[Records for the task]
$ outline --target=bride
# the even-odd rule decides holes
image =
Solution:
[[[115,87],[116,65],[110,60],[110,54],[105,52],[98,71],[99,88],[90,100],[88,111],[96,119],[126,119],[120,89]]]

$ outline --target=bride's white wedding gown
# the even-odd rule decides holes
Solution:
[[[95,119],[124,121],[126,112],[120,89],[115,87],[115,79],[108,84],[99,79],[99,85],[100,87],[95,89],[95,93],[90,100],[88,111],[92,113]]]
* * *
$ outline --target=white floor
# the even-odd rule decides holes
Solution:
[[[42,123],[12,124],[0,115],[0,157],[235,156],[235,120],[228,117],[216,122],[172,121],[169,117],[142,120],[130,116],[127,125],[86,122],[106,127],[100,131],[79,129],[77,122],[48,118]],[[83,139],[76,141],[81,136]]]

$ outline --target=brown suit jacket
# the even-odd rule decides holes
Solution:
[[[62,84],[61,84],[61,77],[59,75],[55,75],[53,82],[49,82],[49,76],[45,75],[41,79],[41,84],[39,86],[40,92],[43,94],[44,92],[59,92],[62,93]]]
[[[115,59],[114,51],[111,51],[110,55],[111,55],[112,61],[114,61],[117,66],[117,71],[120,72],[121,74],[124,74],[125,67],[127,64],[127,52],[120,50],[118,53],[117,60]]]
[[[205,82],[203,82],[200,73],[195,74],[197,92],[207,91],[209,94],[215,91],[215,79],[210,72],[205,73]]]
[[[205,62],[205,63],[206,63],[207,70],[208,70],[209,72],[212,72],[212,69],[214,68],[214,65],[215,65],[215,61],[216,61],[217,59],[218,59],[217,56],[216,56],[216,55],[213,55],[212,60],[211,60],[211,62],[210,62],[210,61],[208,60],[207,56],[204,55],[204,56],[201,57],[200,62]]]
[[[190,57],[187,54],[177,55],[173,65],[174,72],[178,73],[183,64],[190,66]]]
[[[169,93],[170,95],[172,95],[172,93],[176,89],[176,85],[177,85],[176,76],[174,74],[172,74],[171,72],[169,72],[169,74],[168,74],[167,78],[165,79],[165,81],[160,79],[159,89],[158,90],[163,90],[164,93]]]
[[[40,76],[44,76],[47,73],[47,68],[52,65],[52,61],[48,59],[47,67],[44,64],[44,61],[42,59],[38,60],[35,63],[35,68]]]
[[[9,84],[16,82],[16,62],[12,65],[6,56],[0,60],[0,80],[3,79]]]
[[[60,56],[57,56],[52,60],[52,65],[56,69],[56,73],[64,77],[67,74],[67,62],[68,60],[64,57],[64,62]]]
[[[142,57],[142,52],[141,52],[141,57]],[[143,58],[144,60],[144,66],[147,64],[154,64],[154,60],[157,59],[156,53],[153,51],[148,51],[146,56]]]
==
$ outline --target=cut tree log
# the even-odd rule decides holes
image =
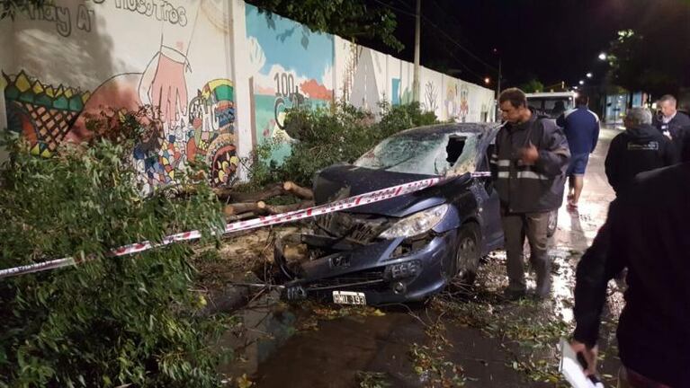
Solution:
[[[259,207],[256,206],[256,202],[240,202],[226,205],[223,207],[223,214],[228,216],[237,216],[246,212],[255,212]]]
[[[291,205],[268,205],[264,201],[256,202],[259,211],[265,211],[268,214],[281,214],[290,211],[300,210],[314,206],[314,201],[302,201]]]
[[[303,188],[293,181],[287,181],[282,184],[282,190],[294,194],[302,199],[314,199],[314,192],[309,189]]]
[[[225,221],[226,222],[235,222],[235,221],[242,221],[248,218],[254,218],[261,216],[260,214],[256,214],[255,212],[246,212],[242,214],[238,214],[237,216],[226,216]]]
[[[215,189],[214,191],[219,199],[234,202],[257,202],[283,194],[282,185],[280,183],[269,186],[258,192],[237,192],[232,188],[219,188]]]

[Required task]
Output the items verbatim, from the line containing "--target=brown suit jacket" through the line containing "[[[9,84],[16,82],[16,62],[12,65],[6,56],[0,60],[0,80],[3,79]]]", with both of those lines included.

[Solution]
$ outline --target=brown suit jacket
# the even-odd rule decides holes
Solution:
[[[62,84],[61,84],[61,77],[59,75],[55,75],[53,82],[49,82],[49,76],[45,75],[41,79],[41,84],[39,86],[40,92],[43,94],[44,92],[59,92],[62,93]]]
[[[115,59],[114,51],[111,51],[110,55],[111,55],[112,61],[114,61],[117,66],[117,71],[120,72],[121,74],[124,74],[125,67],[127,64],[127,52],[120,50],[118,53],[117,60]]]
[[[205,82],[203,82],[200,73],[195,74],[197,92],[207,91],[209,94],[215,91],[215,79],[210,72],[205,73]]]
[[[205,62],[205,63],[206,63],[207,70],[208,70],[209,72],[212,72],[212,69],[214,68],[214,65],[215,65],[215,61],[216,61],[217,59],[218,59],[217,56],[216,56],[216,55],[213,55],[212,60],[211,60],[211,62],[210,62],[210,61],[208,60],[207,56],[204,55],[204,56],[201,57],[200,62]]]
[[[190,57],[187,54],[177,55],[173,65],[174,72],[178,73],[183,64],[190,66]]]
[[[169,93],[170,95],[172,95],[172,93],[176,89],[176,85],[177,85],[176,76],[174,74],[172,74],[171,72],[169,72],[169,74],[168,74],[167,78],[165,79],[165,81],[160,79],[159,89],[158,90],[163,90],[164,93]]]
[[[40,76],[44,76],[47,73],[47,68],[52,65],[52,61],[48,59],[47,67],[44,64],[44,61],[42,59],[38,60],[35,63],[35,68]]]
[[[9,84],[16,82],[16,62],[12,65],[6,56],[0,60],[0,80],[3,79]]]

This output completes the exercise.